**Work item**.
The required output is all lines below that contain the word "instance".

[Records drawn from a dataset]

________________________

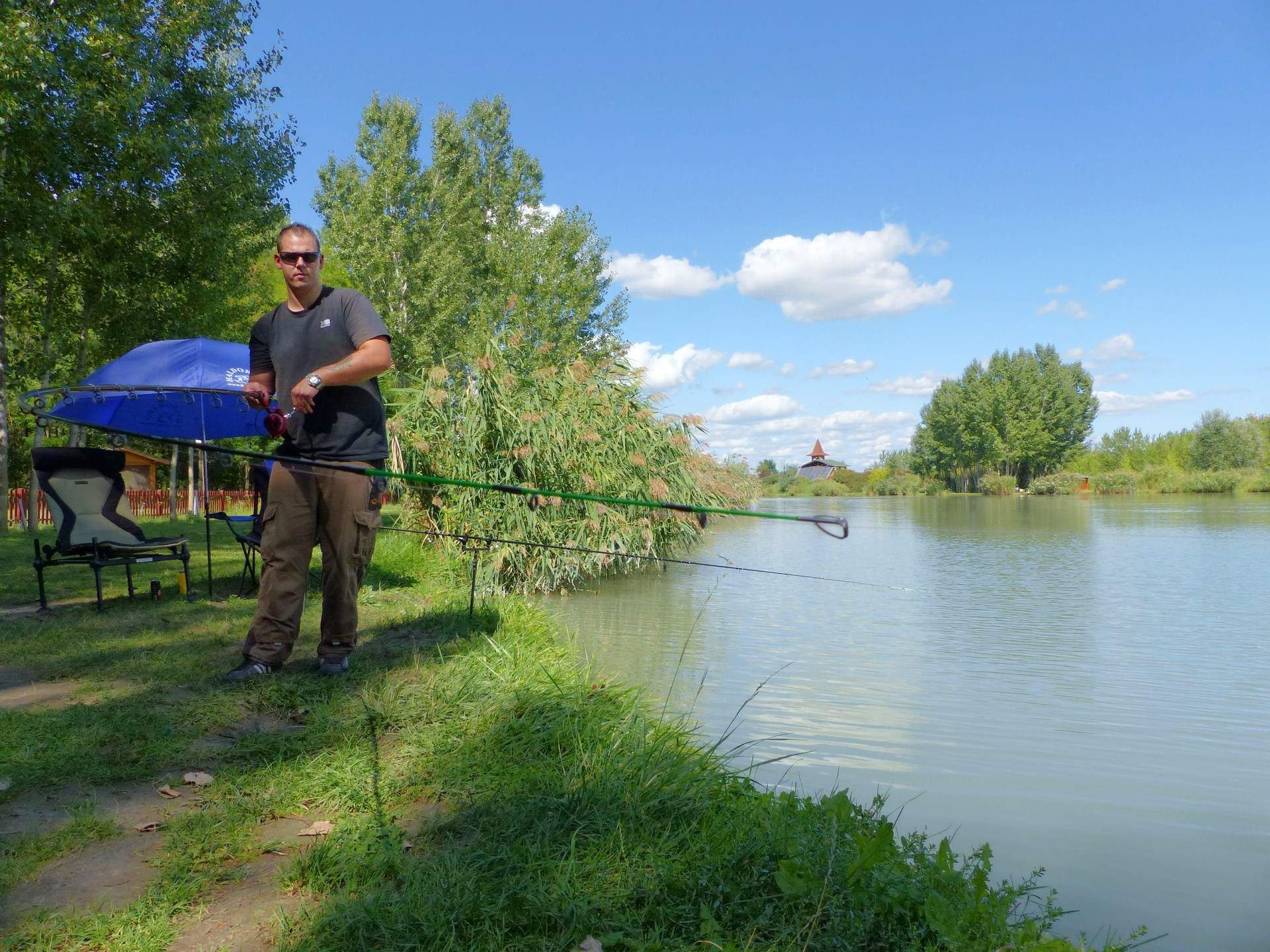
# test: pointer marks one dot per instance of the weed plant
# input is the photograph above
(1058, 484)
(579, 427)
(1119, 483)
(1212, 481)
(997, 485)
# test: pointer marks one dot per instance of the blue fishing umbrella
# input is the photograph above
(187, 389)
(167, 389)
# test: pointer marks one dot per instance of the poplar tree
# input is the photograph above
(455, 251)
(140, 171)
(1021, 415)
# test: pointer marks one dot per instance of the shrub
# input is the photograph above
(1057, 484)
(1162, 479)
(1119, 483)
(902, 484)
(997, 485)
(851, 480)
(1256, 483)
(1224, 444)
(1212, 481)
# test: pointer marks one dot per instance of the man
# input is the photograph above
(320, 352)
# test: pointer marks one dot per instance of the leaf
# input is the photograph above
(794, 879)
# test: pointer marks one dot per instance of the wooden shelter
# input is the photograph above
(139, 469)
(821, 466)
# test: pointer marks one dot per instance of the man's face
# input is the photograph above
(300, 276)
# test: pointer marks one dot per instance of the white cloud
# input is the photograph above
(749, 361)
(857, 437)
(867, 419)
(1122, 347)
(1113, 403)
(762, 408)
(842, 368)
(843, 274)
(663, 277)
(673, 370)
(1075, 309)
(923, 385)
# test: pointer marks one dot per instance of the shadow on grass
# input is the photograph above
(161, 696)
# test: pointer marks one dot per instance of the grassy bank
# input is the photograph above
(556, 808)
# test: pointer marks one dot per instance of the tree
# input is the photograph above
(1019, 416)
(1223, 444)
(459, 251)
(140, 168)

________________________

**Answer space**.
# test: pointer marks one dot per instance of the weed plant
# test: pointer marks one dot per instance of the blue fishing umbrella
# test: pointer marks one dot per instance of the poplar tree
# test: pointer marks one dot per instance of the shrub
# test: pointer marks one dot per instance of the man
# test: pointer marks one dot per instance of the leaf
# test: pointer marks one dot per instance of the wooden shelter
# test: pointer marks one dot per instance of the man's face
# test: pointer marks one dot per instance of the white cloud
# test: pointer marks one dot per instance of the shadow on grass
# test: pointer marks one dot per instance of the grassy bank
# test: pointer marks one dot per instance of the tree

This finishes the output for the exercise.